++++ PAGE TEXT

Andy Park: Mental health experts are calling for urgent changes to the way police respond to acute episodes of mental illness, following a Four Corners investigation into police brutality. The ABC this week revealed alleged and proven cases of police misconduct, including instances where police were charged after assaulting people experiencing psychotic and mental health episodes. Just a warning, some people might find parts of this story distressing. Here’s Bridget Fitzgerald.
Bridget Fitzgerald: This footage, captured by police body-worn cameras in 2023, shows a woman sitting naked on a nature strip on a Western Sydney street.
Archive: I’m terrified of you people. Go away!
Bridget Fitzgerald: The woman is Jodie Knott. She lived with schizophrenia and was experiencing a psychotic episode. What happens next is a distressing, sickening assault. It was broadcast as part of an ABC Four Corners investigation on Monday.
Archive: Let her go. Let her go. Oh. Oh. F*** me.
Bridget Fitzgerald: The two officers, Nathan Black and Timothy Trouch, later pleaded guilty to common assault. Jodie Knott was initially charged herself, but the case was thrown out. She died of cancer 18 months after the attack. Mental health advocates say the Four Corners report, which also featured an alleged incident against a woman experiencing a manic episode, puts a spotlight on policing and mental illness.

++++++++

■ EXERCISES TO COMPLETE:
a. List every person named in the transcript.
b. According to the transcript, what offense did the two officers plead guilty to?
c. Quote the transcript starting at "Bridget Fitzgerald: This" and ending at "investigation on Monday.".
The lines that follow have no connection to the transcript.

++++ LISTED RECORDS

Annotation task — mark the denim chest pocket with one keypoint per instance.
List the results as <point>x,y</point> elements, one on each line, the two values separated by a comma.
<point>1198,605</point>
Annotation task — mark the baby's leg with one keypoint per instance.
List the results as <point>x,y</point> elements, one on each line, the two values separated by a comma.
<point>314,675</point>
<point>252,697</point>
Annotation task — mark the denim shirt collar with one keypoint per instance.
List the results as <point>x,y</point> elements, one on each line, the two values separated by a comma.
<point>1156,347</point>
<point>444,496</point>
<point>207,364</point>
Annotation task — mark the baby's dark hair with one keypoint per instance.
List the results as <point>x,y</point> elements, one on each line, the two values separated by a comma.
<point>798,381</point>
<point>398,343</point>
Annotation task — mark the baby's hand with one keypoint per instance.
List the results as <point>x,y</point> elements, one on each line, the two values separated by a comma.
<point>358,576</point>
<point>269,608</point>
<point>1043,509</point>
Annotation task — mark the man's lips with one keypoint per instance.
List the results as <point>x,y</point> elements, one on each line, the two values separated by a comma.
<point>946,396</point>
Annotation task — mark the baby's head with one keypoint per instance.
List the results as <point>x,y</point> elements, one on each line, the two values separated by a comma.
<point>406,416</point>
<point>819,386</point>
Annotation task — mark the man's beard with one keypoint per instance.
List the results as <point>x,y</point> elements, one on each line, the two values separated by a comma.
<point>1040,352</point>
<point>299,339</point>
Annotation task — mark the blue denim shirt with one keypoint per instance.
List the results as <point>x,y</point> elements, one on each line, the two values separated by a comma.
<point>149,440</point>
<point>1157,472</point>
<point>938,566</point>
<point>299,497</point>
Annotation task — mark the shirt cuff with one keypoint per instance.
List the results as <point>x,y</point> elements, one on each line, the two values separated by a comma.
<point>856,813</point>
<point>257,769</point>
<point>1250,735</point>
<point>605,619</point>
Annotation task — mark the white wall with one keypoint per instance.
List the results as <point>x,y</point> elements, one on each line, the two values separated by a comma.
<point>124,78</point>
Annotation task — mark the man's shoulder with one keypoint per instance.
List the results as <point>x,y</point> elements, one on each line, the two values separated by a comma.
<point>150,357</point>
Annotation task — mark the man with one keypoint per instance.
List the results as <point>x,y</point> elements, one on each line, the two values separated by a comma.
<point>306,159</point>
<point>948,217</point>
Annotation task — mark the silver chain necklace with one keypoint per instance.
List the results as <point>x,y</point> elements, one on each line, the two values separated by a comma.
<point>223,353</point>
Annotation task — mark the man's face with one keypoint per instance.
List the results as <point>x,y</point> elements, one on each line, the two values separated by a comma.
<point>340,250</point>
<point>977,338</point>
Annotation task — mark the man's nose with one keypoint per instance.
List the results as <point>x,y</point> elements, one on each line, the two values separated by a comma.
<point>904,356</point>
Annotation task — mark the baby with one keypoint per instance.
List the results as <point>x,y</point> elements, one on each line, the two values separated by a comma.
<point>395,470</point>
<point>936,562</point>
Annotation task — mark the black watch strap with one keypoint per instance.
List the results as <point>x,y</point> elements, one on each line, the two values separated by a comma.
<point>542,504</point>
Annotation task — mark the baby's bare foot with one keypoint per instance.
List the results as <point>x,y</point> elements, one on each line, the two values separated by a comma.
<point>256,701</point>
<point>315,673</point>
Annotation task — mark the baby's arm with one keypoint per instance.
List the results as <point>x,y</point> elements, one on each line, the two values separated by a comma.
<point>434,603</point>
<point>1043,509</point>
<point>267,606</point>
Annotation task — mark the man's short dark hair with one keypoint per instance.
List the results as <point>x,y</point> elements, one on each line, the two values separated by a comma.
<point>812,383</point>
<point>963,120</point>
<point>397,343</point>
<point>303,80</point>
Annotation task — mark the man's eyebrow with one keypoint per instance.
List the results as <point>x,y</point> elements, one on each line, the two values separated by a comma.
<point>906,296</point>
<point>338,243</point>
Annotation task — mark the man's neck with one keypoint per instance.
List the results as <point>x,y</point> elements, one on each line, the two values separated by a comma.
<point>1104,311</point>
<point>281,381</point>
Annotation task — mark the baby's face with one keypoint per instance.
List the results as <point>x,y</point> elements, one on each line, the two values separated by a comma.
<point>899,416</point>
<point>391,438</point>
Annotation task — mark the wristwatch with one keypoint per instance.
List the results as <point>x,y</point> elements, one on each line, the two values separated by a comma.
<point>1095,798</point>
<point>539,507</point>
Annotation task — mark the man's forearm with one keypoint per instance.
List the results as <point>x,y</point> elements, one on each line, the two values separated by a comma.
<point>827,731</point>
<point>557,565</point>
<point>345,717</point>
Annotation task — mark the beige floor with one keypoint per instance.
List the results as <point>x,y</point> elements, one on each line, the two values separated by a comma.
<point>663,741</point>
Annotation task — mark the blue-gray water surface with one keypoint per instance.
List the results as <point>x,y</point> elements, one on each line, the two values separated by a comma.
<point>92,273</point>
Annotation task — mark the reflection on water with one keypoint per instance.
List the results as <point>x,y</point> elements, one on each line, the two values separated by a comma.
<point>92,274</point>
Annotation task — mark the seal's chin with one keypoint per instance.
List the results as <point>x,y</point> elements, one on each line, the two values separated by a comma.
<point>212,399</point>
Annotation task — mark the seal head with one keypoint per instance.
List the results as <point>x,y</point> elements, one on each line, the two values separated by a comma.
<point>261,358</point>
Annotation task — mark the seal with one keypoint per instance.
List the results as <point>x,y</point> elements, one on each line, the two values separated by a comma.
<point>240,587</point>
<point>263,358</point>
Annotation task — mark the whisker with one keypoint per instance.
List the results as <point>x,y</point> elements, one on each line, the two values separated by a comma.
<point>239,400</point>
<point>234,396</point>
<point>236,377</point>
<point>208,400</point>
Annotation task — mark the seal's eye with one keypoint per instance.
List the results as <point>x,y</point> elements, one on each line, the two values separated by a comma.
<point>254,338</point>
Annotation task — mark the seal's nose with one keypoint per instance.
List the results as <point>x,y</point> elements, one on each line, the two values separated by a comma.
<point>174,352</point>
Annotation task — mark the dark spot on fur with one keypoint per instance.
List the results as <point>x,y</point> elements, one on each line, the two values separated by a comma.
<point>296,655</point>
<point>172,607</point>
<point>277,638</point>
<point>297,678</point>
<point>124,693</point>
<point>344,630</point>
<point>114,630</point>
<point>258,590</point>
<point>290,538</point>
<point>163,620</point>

++++++++

■ RESPONSES BY TASK:
a. Andy Park, Bridget Fitzgerald, Jodie Knott, Nathan Black, Timothy Trouch

b. Common assault.

c.
Bridget Fitzgerald: This footage, captured by police body-worn cameras in 2023, shows a woman sitting naked on a nature strip on a Western Sydney street.
Archive: I’m terrified of you people. Go away!
Bridget Fitzgerald: The woman is Jodie Knott. She lived with schizophrenia and was experiencing a psychotic episode. What happens next is a distressing, sickening assault. It was broadcast as part of an ABC Four Corners investigation on Monday.